Acción requerida 1:
Reescribe de forma más breve el párrafo de la entrevista que empieza «No puedo decir que aprendí». Conserva sus datos principales.
Acción requerida 2:
Resume la entrevista en dos oraciones.
Acción requerida 3:
Prosigue la entrevista a partir del punto donde termina el texto.

EK: ¿Estuvo César Moro en esas reuniones?
BV: Sí, conocí a César Moro en la peña. Era muy amigo de las Bustamante ―de Celia y de Alicia― y de Arguedas, por supuesto. Allí se encontraba ―además de Westphalen, quien era su íntimo― Ricardo Tenaud, quien había sido un amigo de juventud de César. Era un mundo de conciliación, de eso que nunca se ha podido conseguir en el Perú y que allí sí se conseguía. Había gente de muy diversas edades y de muy diversos intereses. Podíamos sentamos alrededor de una mesa para comer, o bailar, o discutir y hasta pelear un poco, pero todo con amistad y respeto. Estábamos sentados allí conversando y de pronto aparecía el pintor José Sabogal o Martín Adán. En esos tiempos también se presentaban en la peña Corpus Barga, que era un conocido escritor y político español emigrado, Eielson, Sologuren, Szyszlo, la pintora Leonor Vinatea, Camino Brent, y los doctores Valega, Gastiaburú y Pesce, que eran médicos.
EK: Me sorprende que ese grupo conviviera con tanta civilidad. En sus escritos César Moro hizo críticas acérrimas al indigenismo. ¿Nunca discutieron esas diferencias cuando sus puntos de vista sobre el indigenismo, por lo menos en la cultura, eran tan distintos?
BV: Evidentemente había una diferencia de enfoque y de opiniones. El Perú que vivió Arguedas, su modo de padecerlo, no era el Perú que, a su manera, sufrió terriblemente Moro. En el grupo existía una gran armonía; las discusiones se planteaban en otro orden de cosas, y recuerdo que en ese «orden» Arguedas y Moro estaban al mismo lado.
EK: ¿Qué aprendiste de tu convivencia con estas figuras de la literatura peruana?
BV: No puedo decir que aprendí una cosa u otra, pero el hecho es que por la peña, después de haber conocido a esa gente, de haber sido amiga de casi todos ellos, viví de una manera diferente. Tengo un poema que se llama «Puerto Supe» y todo el mundo cree que nací o pasé mi infancia en ese lugar. Nada de eso. Supe es un puerto en donde Alicia Bustamante se había comprado una casita de pescadores en la que pasaban los veranos ella, su hermana Celia ―la mujer de Arguedas― y el propio José María. Me invitaban allí y, como yo era muy joven, ellas le pedían permiso a mi madre para que me dejara pasar esas vacaciones con otros amigos más. Fue una maravilla ese descubrimiento de la costa. ¿Qué aprendí? Aprendí a sentirme peruana, lo cual se acentuó mucho más cuando fui a París en el 49. Descubrí que tenía límites, que era una persona distinta a las demás.
EK: ¿Cómo te iniciaste en el mundo de la poesía?

Filas extraídas:
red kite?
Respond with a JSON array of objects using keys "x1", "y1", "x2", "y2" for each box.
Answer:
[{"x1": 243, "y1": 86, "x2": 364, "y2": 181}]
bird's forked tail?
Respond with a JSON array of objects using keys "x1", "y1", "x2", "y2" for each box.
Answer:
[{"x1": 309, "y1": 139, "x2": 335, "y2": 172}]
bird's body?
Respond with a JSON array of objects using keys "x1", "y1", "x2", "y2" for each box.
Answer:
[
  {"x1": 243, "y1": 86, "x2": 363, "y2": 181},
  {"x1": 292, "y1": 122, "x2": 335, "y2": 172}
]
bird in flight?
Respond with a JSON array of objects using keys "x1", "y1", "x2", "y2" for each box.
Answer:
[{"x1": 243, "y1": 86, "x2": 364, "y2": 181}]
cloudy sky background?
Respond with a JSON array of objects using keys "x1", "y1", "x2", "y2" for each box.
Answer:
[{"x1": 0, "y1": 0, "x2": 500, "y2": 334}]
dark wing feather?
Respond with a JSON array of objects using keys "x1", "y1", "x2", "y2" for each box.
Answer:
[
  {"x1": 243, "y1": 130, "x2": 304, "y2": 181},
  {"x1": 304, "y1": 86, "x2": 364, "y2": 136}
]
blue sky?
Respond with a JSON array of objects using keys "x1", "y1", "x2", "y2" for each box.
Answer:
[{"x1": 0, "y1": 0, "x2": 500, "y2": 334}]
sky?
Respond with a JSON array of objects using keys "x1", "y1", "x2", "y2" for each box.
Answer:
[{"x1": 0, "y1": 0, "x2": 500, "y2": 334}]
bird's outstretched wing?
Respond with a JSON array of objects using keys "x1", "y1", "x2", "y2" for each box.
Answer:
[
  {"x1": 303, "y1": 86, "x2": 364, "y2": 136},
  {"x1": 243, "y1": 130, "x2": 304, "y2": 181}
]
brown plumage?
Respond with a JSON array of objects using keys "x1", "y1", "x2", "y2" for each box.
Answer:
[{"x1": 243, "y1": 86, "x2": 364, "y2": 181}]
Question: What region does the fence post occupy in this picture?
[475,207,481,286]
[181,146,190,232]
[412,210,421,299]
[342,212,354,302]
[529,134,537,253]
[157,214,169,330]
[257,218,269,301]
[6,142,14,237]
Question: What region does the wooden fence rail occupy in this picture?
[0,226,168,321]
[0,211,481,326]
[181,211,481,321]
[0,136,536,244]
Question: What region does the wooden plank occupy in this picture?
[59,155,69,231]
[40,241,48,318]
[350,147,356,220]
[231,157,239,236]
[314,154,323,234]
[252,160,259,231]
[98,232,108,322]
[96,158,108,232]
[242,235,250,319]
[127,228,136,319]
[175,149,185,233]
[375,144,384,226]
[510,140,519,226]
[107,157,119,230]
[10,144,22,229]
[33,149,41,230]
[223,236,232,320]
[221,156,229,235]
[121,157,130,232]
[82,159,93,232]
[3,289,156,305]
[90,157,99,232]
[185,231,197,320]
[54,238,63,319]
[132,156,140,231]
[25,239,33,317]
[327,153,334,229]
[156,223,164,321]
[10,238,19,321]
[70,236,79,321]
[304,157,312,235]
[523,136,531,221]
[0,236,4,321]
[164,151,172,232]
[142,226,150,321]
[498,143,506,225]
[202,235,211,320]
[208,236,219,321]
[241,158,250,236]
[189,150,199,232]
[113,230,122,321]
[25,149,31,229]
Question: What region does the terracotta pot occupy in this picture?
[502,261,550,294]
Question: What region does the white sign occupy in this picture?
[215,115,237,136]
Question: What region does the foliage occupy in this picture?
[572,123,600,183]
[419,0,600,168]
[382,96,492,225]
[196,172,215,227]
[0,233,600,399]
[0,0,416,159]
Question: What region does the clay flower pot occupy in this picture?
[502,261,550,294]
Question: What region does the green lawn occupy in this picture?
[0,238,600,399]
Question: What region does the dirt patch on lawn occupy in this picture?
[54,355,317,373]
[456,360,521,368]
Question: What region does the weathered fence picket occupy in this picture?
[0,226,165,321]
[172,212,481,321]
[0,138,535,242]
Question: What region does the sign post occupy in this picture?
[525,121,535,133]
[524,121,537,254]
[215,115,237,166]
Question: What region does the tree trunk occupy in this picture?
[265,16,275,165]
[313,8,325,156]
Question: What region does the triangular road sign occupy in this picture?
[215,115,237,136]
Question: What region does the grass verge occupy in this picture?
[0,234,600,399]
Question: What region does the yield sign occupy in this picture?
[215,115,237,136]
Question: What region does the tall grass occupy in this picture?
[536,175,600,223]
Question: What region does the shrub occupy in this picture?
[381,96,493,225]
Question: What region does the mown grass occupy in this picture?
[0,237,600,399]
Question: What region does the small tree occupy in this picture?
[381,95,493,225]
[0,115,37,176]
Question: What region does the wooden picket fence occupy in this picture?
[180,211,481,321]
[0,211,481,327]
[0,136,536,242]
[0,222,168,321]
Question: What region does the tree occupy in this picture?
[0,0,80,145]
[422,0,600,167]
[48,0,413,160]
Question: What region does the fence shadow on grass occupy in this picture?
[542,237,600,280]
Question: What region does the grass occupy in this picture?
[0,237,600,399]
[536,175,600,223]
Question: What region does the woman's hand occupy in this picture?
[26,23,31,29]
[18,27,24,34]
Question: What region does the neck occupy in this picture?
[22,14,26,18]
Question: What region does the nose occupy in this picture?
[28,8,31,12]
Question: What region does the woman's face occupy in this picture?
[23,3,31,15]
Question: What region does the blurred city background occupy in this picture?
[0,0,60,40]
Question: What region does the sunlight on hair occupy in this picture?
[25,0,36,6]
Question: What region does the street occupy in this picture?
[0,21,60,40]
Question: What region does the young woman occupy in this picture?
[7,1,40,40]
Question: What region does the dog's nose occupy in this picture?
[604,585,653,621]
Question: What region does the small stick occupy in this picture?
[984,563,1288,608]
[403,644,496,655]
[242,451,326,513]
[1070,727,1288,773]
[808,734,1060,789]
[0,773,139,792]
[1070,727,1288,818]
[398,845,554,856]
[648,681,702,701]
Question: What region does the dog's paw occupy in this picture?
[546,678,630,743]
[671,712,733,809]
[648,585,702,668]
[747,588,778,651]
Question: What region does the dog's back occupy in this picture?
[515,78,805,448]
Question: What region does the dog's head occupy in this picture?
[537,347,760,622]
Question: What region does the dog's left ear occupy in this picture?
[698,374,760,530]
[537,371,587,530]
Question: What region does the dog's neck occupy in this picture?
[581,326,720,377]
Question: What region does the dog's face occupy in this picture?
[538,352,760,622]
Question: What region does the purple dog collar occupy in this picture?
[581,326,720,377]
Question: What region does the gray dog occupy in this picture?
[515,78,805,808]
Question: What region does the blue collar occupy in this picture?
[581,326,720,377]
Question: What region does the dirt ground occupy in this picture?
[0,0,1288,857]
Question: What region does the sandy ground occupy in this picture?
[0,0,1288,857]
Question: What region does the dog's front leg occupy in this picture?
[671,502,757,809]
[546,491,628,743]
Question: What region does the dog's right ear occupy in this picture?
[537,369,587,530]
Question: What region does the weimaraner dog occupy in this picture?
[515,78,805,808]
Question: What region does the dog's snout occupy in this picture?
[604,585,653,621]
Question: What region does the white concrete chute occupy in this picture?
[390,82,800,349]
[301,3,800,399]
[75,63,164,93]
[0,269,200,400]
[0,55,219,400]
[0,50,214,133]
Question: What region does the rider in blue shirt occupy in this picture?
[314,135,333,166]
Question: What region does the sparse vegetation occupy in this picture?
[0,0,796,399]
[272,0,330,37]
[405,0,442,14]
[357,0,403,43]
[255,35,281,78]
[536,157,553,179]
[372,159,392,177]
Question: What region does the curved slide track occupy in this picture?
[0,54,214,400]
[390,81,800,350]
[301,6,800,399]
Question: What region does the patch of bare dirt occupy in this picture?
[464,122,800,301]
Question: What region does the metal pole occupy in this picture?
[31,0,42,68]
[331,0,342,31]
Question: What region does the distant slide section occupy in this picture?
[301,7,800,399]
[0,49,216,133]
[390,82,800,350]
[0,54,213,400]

Respuesta 1:
BV no atribuye a la peña un aprendizaje concreto, pero afirma que, tras conocer a esa gente y ser amiga de casi todos, vivió de otra manera. Aclara que su poema «Puerto Supe» no se debe a que naciera o pasara su infancia allí. Supe es el puerto donde Alicia Bustamante tenía una casita de pescadores en la que veraneaban ella, su hermana Celia y José María Arguedas. La invitaban allí con permiso de su madre. Dice que aprendió a sentirse peruana, algo que se acentuó al ir a París en el 49. También descubrió que tenía límites y que era distinta a las demás.

Respuesta 2:
BV recuerda la peña como un lugar de conciliación donde personas de edades e intereses muy diversos, entre ellas César Moro, Arguedas, Westphalen y las hermanas Bustamante, convivían con amistad y respeto. Explica que Arguedas y Moro tenían enfoques distintos del Perú, pero que en el grupo había una gran armonía, y que esa convivencia la hizo vivir de otra manera y sentirse peruana.

Respuesta 3:
BV: Creo que nací en ese mundo. Provengo de una familia de gente que escribe, sobre todo las mujeres. No sé si ubicas a José Arnaldo Márquez. Él era un escritor que pertenecía al Ateneo de Lima y que fue amigo de González Prada. Su hermana se llamaba Manuela Antonia Márquez y era la madre de mi abuela. Ella escribía y hacía teatro, y parece que al viajar José Arnaldo a Europa su hermana le dijo que quería tener un teatro. Entonces él compró la silletería y otras cosas más para montar el teatro, las puso en un barco y se las mandó. En Lima alquilaron un terreno a un señor que se llamaba Forero y allí pusieron su teatro. Tal vez no le pagaron el alquiler, eso no lo sé, pero lo supongo. Lo cierto es que Forero los echó y se quedó con todo. De allí nació el teatro Forero y luego el Teatro Municipal de Lima, con la misma silletería que José Arnaldo Márquez trajo de Europa para que su hermana menor «jugara.»
EK: ¿Qué otra mujer fue escritora en tu familia?
BV: La madre de mi madre, Delia Castro Márquez, quien escribía sobre política, además de poesía, cuentos y novelas. A lo mejor eran interesantes. Creo que los tiene, e inclusive hasta algo editado. Era una mujer muy inteligente, bastante especial, llena de un humor muy ácido y de una fantasía desbocada.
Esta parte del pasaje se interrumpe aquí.